* EXERCISE BRIEF
Select every line in the entries that contains the word "leaf", and copy each one.

* Position annotation records
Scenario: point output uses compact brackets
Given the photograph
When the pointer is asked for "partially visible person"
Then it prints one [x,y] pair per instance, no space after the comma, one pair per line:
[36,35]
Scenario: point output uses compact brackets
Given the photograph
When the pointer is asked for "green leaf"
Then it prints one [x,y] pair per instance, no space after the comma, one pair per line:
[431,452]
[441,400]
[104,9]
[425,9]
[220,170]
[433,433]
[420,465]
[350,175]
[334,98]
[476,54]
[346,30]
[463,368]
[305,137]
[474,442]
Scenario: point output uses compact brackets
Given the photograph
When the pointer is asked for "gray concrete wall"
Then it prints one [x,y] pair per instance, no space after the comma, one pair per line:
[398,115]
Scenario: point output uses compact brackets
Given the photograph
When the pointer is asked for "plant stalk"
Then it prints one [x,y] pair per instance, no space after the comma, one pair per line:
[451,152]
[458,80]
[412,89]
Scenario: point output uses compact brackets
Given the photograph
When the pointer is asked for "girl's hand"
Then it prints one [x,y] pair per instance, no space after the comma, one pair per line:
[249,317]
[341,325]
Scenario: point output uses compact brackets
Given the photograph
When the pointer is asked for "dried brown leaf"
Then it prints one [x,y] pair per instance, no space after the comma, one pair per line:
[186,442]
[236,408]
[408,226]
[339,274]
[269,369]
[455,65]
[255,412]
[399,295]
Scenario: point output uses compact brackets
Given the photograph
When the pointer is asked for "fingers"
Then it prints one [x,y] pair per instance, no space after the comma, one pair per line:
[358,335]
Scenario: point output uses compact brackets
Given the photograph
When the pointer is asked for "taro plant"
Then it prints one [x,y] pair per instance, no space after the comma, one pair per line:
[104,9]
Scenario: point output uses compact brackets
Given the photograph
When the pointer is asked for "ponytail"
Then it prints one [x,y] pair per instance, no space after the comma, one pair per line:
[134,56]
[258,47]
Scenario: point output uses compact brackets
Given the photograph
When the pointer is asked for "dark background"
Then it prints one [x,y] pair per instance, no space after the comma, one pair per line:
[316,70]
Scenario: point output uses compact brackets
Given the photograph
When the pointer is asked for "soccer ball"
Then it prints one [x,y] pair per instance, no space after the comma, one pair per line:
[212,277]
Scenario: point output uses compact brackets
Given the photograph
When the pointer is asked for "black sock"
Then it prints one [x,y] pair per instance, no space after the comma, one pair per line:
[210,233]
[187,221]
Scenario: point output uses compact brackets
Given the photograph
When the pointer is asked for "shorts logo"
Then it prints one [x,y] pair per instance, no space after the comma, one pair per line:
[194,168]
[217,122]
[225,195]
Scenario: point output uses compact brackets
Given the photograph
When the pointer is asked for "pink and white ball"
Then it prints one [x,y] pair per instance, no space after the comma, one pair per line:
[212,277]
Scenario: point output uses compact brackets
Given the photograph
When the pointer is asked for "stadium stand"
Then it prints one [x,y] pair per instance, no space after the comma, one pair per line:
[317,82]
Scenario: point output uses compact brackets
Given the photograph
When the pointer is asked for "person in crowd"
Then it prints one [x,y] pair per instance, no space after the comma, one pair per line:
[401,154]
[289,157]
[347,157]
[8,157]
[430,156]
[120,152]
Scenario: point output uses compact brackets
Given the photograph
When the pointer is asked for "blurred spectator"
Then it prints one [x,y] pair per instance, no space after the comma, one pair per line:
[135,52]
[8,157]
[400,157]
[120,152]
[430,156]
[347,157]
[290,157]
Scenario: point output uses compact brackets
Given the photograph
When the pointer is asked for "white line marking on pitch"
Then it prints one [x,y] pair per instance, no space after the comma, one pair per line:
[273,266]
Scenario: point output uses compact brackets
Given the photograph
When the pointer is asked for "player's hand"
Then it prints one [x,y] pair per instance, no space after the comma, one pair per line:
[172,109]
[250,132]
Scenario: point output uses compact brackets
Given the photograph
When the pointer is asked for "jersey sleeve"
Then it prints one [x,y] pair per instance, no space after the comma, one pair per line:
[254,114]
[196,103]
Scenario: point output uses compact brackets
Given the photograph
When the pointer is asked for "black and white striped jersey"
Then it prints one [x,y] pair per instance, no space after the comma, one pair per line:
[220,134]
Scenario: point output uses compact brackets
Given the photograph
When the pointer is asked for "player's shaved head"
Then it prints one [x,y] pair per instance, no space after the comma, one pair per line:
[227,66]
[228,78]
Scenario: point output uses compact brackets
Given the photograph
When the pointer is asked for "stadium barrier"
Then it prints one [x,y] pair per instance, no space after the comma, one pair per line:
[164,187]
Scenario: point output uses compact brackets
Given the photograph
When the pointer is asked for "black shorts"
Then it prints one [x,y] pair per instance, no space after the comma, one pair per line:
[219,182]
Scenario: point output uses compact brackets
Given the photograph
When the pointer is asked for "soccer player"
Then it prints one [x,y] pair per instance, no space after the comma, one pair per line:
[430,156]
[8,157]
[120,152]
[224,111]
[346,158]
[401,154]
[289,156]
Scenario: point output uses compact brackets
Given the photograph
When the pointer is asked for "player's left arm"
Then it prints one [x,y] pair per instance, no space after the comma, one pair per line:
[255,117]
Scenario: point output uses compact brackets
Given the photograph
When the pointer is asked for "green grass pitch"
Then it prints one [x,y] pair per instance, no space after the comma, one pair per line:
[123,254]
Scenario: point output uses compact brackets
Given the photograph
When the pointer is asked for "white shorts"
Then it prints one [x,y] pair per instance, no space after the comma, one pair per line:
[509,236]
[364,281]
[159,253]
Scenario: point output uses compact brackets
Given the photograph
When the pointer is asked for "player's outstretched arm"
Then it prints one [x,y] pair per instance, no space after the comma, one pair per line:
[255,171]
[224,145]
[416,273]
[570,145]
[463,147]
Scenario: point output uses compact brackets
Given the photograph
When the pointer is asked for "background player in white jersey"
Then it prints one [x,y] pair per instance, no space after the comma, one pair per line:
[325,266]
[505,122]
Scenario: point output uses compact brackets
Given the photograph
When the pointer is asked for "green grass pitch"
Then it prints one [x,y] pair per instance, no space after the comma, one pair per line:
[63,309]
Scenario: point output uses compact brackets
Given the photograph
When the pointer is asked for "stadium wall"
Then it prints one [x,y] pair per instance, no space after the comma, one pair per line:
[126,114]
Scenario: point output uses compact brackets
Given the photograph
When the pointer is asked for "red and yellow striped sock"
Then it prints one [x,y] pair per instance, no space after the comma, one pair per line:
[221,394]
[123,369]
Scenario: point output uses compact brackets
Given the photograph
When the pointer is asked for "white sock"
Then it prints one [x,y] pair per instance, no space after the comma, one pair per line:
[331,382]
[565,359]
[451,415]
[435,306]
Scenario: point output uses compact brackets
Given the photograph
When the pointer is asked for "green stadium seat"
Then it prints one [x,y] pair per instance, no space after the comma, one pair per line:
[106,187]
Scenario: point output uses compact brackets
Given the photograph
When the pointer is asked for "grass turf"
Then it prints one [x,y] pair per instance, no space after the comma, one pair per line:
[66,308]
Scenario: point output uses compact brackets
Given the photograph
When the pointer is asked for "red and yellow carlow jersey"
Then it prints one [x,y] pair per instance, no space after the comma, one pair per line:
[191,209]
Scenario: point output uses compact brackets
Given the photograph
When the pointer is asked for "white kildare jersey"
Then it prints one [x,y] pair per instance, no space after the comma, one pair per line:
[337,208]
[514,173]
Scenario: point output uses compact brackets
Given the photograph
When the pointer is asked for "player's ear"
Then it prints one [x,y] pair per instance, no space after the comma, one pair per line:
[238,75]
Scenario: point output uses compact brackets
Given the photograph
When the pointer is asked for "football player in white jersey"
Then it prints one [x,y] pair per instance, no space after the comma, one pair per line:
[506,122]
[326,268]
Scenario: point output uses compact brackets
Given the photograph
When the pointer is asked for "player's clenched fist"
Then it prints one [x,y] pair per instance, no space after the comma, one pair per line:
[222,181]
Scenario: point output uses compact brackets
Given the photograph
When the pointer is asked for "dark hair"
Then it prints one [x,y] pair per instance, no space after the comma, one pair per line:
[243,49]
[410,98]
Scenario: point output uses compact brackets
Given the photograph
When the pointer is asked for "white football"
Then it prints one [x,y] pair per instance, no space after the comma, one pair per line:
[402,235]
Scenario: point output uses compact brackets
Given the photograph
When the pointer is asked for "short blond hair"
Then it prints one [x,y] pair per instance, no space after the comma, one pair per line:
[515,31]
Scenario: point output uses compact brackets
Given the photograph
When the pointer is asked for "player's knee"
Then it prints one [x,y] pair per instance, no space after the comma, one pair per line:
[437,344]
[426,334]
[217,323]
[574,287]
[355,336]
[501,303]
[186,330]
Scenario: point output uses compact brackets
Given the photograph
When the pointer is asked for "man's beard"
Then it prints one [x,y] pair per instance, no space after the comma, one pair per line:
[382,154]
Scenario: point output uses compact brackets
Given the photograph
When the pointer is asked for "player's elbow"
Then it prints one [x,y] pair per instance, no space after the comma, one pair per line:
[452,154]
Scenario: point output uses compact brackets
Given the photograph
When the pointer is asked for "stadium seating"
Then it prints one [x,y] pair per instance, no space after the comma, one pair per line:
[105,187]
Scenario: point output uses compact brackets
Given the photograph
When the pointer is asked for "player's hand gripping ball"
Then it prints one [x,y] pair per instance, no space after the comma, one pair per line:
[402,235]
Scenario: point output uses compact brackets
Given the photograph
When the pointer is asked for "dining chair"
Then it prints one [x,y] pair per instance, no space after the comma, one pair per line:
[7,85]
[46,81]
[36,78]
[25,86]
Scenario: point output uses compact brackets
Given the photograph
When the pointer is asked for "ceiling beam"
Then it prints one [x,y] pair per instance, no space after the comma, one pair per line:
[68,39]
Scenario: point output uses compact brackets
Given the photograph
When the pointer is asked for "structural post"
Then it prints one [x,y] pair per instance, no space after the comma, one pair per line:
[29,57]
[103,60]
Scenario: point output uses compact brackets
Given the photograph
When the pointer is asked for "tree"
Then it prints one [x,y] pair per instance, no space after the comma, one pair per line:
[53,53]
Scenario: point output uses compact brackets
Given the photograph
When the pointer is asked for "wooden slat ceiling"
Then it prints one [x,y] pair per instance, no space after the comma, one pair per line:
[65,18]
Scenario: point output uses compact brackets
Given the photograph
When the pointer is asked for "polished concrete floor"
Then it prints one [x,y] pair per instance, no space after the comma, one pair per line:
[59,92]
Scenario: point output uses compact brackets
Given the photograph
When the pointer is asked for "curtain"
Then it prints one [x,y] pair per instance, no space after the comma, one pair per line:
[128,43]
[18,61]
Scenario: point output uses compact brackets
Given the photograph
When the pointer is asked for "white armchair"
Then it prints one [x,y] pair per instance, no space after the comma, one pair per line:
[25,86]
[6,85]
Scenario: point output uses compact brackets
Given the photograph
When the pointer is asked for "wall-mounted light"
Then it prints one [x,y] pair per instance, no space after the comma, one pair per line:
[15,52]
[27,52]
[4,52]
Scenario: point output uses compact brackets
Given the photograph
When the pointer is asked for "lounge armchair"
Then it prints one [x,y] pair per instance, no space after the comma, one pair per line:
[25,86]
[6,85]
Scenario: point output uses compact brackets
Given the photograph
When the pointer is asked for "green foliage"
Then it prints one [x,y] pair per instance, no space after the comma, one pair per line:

* SOLVED PROBLEM
When the pointer is asked for "green leaf"
When the pointer is asked for "dried brown leaf"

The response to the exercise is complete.